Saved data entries
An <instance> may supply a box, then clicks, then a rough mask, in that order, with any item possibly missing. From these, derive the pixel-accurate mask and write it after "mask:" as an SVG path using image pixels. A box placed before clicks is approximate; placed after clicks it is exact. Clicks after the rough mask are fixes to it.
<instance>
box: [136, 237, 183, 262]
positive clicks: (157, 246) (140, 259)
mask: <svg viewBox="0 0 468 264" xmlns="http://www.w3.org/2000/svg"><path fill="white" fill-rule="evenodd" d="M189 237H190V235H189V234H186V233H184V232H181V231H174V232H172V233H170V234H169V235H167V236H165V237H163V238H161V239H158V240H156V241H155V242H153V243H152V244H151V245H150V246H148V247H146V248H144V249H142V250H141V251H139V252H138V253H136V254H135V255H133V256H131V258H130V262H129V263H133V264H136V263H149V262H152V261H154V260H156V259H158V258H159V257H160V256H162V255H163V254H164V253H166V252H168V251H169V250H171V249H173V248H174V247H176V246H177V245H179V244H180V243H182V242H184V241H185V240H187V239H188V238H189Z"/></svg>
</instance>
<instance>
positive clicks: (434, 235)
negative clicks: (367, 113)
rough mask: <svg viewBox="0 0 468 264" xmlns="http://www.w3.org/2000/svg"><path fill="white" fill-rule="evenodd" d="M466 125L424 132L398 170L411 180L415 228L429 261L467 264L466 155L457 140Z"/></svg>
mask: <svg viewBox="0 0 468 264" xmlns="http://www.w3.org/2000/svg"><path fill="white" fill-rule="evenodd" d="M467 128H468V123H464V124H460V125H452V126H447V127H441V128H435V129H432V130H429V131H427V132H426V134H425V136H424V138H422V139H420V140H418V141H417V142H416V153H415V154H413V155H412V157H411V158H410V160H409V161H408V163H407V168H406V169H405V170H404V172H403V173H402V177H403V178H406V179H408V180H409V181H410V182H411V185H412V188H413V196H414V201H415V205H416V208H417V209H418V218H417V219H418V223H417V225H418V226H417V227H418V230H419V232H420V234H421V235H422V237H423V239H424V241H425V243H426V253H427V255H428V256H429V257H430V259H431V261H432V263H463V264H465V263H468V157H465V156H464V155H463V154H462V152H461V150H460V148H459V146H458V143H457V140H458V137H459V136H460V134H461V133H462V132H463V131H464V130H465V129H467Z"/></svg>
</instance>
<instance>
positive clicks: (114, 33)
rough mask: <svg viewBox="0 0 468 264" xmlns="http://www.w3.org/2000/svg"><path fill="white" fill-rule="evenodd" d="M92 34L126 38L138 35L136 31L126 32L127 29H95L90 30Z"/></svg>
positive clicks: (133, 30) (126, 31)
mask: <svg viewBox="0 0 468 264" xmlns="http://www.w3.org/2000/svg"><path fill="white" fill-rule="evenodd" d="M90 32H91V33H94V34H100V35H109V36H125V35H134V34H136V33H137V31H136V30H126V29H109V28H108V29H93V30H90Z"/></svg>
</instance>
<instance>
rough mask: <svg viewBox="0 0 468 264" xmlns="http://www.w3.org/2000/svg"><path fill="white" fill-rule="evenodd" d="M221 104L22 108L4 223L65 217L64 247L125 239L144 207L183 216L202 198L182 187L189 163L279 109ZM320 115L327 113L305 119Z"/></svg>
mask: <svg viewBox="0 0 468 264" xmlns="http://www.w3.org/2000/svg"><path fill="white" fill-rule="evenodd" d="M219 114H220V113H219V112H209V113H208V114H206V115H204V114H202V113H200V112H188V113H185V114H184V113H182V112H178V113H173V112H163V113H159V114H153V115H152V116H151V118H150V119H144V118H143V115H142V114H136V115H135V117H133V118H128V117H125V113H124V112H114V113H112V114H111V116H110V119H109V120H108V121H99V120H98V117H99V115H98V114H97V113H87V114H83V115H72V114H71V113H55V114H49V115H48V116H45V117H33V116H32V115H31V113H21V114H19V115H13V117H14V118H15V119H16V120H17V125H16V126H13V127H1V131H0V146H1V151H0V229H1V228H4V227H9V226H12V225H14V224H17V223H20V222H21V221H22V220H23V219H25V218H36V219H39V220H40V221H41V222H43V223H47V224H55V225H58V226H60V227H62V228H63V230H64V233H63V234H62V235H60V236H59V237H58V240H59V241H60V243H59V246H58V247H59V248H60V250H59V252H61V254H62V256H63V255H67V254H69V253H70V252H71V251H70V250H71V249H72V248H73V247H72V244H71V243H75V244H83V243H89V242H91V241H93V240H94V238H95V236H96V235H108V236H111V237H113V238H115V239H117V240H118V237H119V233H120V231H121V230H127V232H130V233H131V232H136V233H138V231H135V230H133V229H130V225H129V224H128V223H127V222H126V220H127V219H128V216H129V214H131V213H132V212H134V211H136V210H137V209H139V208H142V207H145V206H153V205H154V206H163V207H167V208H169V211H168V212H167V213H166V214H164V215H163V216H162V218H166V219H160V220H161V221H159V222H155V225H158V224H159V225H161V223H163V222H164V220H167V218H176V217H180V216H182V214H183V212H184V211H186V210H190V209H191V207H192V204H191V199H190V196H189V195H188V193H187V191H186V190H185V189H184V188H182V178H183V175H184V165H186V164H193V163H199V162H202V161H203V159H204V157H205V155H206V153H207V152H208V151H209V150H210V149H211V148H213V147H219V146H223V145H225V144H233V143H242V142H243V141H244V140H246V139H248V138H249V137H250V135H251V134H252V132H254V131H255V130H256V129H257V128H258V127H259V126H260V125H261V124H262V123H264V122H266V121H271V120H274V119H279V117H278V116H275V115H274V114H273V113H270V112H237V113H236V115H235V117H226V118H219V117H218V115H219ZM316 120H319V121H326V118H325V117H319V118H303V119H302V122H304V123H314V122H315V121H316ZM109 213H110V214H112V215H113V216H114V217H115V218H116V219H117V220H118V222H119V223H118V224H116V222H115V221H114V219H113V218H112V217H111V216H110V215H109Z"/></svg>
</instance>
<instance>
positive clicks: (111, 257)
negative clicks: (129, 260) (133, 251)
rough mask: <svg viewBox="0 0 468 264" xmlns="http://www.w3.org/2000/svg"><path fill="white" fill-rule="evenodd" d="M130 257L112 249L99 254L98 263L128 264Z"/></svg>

■ What this task involves:
Return each line in the records that holds the string "negative".

■ Your solution:
negative clicks: (367, 113)
negative clicks: (129, 260) (133, 251)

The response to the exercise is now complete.